Exercise text:
....................

News Round Up: January 9
Best investment bank named; Long term investment thinking needed; Elevation does the opposite and lowers fees: Cigna well placed
Monday, January 9th 2012, 5:00AM
Craigs Investment Partners and Deutsche Bank have been named Best Investment Bank - New Zealand by FinanceAsia Magazine.
“The strategic alliance formed between Craigs and Deutsche Bank (in 2010) is paying dividends for its partners, and also benefitting New Zealand’s issuers with its local expertise and global reach.”
Deutsche took a 49.9% stake in Craigs in mid 2010. Since then they have offered a full range of investment banking services to New Zealand clients. The firms have worked across the major transactions in the New Zealand market across both equity and debt capital markets and have completed a number of important advisory mandates for New Zealand corporates.
The firms worked on the largest initial public offerings - TradeMe and Summerset, as well as Contact Energy’s follow-on offering and the largest block-trade in the market for Ryman. In debt markets where the firms hold the number one position, they joint lead managed Contact Energy, IAG and Air New Zealand’s offerings as well as Genesis Power’s 100% equity-credit capital bonds. The Craigs Investment Partners network distributed more equities and debt than any other Investment Bank in New Zealand.
Long term investment thinking needed
Short-termism has driven markets at the expense of long term investment thinking during a markedly volatile 2011. However, this has created what HSBC Global Asset Management believes to be a potentially strong set of investment opportunities for 2012 for those with a longer-term perspective.
Many investors have flocked to ‘safe havens’ last year, forcing government bond yields to the lowest levels for a generation, which puts some in a position where returns are negative when inflation is taken into account. Combined with the negative fundamentals such as high debt levels, government bonds of developed markets do not represent good value on a medium term basis.
HSBC New Zealand head of wealth Glen Tonks says officials have been applying a ‘sticking plaster’ approach to addressing fundamental problems.
“With this context, at the forefront of investors’ minds is concern around European policymakers being able to deliver a comprehensive long term solution to deal with the Eurozone crisis,” Tonks says. “With strong fundamentals and high growth potential, Asia could provide an attractive investment option in the current lower valuation environment.”

....................

Tasks to complete:
1) In the news round-up, rewrite the paragraph beginning "Many investors have flocked" more briefly, keeping its main facts.
2) Resume the news round-up after its final sentence.

Dataset records:
....................

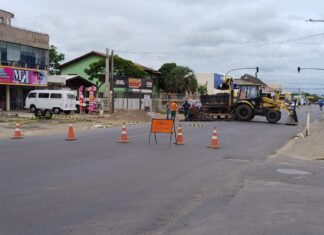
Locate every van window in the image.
[38,93,49,99]
[28,93,37,98]
[51,93,62,99]
[67,95,75,100]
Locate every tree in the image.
[49,45,65,75]
[84,55,147,94]
[197,84,208,95]
[164,66,198,94]
[159,63,177,90]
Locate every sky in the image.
[0,0,324,94]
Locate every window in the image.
[38,93,49,99]
[67,95,75,100]
[0,41,48,69]
[51,93,62,99]
[28,93,37,98]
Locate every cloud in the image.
[1,0,324,93]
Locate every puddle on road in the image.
[276,169,312,175]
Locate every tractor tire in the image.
[235,104,254,121]
[266,110,281,123]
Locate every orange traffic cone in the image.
[66,124,76,141]
[174,124,184,145]
[117,123,130,143]
[12,122,23,139]
[208,127,219,149]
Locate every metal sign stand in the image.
[149,120,176,147]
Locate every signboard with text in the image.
[149,119,176,146]
[0,66,47,86]
[114,76,153,90]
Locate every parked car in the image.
[25,90,77,114]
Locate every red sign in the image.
[89,86,95,112]
[0,66,47,86]
[128,78,142,88]
[151,119,174,134]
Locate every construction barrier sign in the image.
[149,119,176,146]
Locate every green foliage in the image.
[159,63,177,90]
[164,66,198,94]
[197,84,208,95]
[84,55,147,89]
[49,45,65,75]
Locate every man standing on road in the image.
[182,100,191,120]
[170,101,178,120]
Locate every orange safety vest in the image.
[170,102,178,111]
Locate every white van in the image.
[25,90,77,114]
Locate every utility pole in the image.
[104,48,112,113]
[110,50,115,113]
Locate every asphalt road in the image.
[0,106,324,235]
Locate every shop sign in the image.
[89,86,95,112]
[128,78,142,88]
[0,66,47,86]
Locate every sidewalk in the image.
[0,110,151,138]
[277,114,324,160]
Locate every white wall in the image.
[195,73,215,95]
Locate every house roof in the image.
[240,74,268,87]
[60,51,160,74]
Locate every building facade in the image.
[0,10,49,111]
[60,51,160,110]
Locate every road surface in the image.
[0,109,324,235]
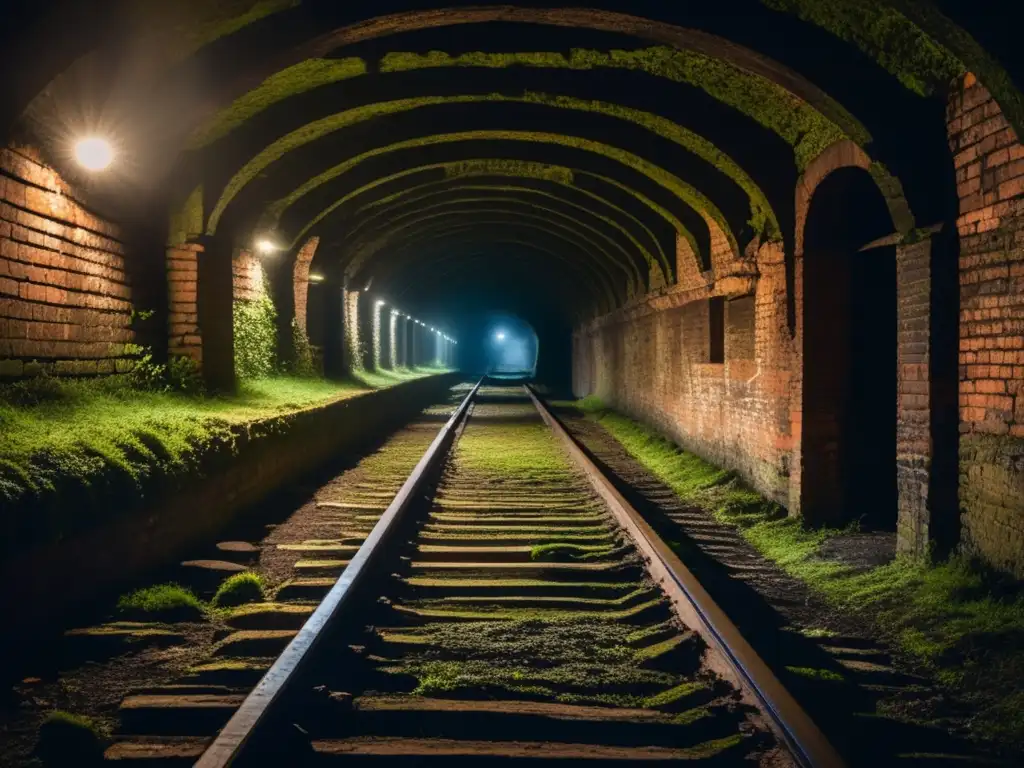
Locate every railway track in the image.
[106,384,842,768]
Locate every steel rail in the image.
[525,385,846,768]
[196,379,483,768]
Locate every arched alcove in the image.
[801,168,897,529]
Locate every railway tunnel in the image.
[0,0,1024,765]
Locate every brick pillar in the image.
[343,288,362,373]
[166,243,203,366]
[196,238,234,392]
[369,301,387,371]
[386,309,398,371]
[896,240,932,555]
[321,263,349,380]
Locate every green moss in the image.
[357,184,671,274]
[229,124,736,260]
[210,570,264,608]
[284,160,698,275]
[36,710,110,766]
[524,92,782,240]
[761,0,965,96]
[118,584,203,620]
[785,667,845,683]
[0,371,430,555]
[231,294,278,379]
[382,46,870,170]
[169,0,302,54]
[578,397,1024,751]
[207,93,745,250]
[444,158,574,186]
[188,57,368,150]
[529,542,614,560]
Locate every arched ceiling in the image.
[3,0,1024,322]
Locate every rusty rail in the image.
[196,379,483,768]
[526,386,845,768]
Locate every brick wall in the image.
[947,74,1024,575]
[0,147,133,377]
[167,245,203,364]
[573,244,799,505]
[231,250,266,301]
[292,238,319,333]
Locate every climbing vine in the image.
[232,293,278,379]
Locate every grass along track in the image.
[16,387,465,766]
[299,387,784,764]
[81,387,792,766]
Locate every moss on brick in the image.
[761,0,965,96]
[167,184,205,246]
[207,93,745,250]
[381,46,870,170]
[358,185,671,274]
[189,56,368,150]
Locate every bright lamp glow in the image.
[75,136,114,171]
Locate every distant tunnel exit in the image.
[462,313,540,377]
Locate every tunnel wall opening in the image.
[0,146,135,380]
[801,168,897,530]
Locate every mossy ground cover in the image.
[573,397,1024,754]
[0,369,436,547]
[118,584,204,621]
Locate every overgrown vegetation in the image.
[210,570,264,608]
[231,293,278,379]
[292,317,324,378]
[575,397,1024,752]
[0,369,433,552]
[36,710,110,766]
[118,584,203,621]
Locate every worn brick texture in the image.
[292,238,319,333]
[573,242,799,505]
[0,146,133,378]
[947,74,1024,575]
[231,249,267,301]
[167,244,203,364]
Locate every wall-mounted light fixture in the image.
[75,136,114,172]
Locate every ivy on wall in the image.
[232,293,278,379]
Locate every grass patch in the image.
[529,542,614,560]
[36,710,110,765]
[785,667,846,683]
[118,584,203,621]
[573,397,1024,755]
[210,570,264,608]
[0,369,434,551]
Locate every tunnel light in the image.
[75,136,114,171]
[256,238,278,256]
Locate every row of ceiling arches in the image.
[6,0,1024,321]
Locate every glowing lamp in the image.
[75,136,114,171]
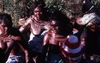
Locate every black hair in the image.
[0,13,13,27]
[50,10,73,36]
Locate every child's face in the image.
[51,20,59,32]
[34,7,43,19]
[0,22,8,35]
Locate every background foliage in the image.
[0,0,100,26]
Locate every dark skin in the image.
[0,22,29,63]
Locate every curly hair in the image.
[0,13,13,27]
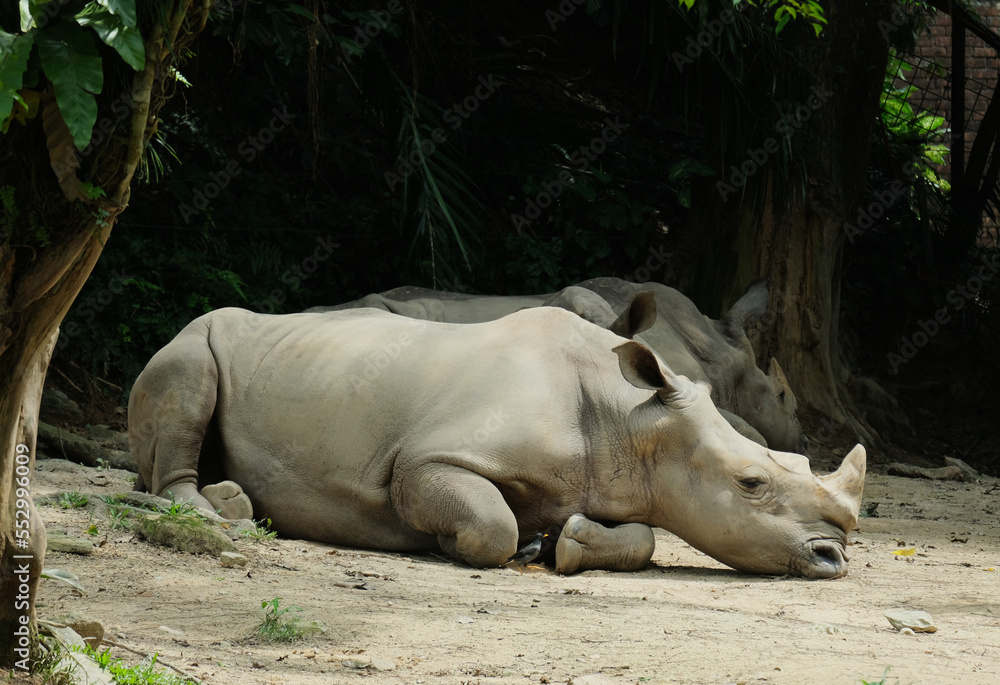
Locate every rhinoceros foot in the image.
[556,514,656,574]
[201,480,253,519]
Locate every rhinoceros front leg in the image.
[201,480,253,520]
[393,463,517,568]
[556,514,656,573]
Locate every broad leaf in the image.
[97,0,136,28]
[0,30,35,122]
[35,22,104,150]
[76,10,146,71]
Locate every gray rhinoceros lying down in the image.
[307,278,805,452]
[129,296,865,578]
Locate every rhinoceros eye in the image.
[740,476,765,492]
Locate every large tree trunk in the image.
[681,0,890,443]
[0,0,211,670]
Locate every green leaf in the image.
[0,30,35,122]
[75,6,146,71]
[17,0,35,31]
[35,22,104,150]
[97,0,136,29]
[285,3,316,21]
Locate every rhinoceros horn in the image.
[819,445,865,532]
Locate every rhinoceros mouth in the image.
[799,538,848,578]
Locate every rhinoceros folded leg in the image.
[201,480,253,520]
[128,329,218,511]
[394,463,518,568]
[556,514,656,574]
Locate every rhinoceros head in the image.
[615,342,865,578]
[715,280,806,450]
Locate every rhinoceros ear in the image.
[612,340,678,394]
[723,278,768,330]
[819,445,867,532]
[767,357,790,388]
[608,290,656,340]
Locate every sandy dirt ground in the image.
[33,460,1000,685]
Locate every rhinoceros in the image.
[307,278,805,452]
[129,301,865,578]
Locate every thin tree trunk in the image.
[680,0,889,443]
[0,0,212,672]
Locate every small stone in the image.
[40,388,84,423]
[59,614,104,652]
[809,623,840,635]
[885,609,937,633]
[219,552,247,568]
[368,659,396,671]
[886,463,966,480]
[944,457,979,480]
[45,531,94,554]
[569,673,616,685]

....................

Task-by-task results:
1) Last year many investors rushed into "safe havens," pushing government bond yields to their lowest levels in a generation and leaving some with negative returns after inflation. Together with weak fundamentals such as high debt levels, this means developed-market government bonds are poor value over the medium term.

2)
Elevation does the opposite: Lowers fees
Elevation Capital has released a new set of documents for its Global Value Fund of Funds.
These documents (including a Memorandum of Amendments to the Regsitered Prospectus) have been filed and updated as at 23 December 2011 to reflect the decision by the manager to lower its management fee from 0.95% to 0.55% from January 1, 2012.
Documents are available at www.elevationcapital.co.nz.
Cigna well placed: AM Best
AM Best has affirmed the financial strength rating of A- (Excellent) and issuer credit rating of “a-” of CIGNA Life Insurance.
The outlook for both ratings is stable.
The affirmation of the ratings reflects CLINZ’s strong risk-adjusted capitalisation, continued profitability and market leadership in the credit insurance segment. The ratings also consider the company’s progress in building up new business lines and its initiatives to strengthen its direct distribution.
Investment earnings are expected to remain stable.
Cigna has increased premium revenue and earnings contributions from other business lines to reduce its reliance on credit insurance. The company also has launched a number of initiatives to strengthen its direct distribution channel. These could help Cigna to enhance control over distribution and raise its profile in the New Zealand market.
Partially offsetting these positive rating factors include ongoing competitive pressures, the company’s relatively high lapse rate and the potentially higher claims ratios of the new business lines.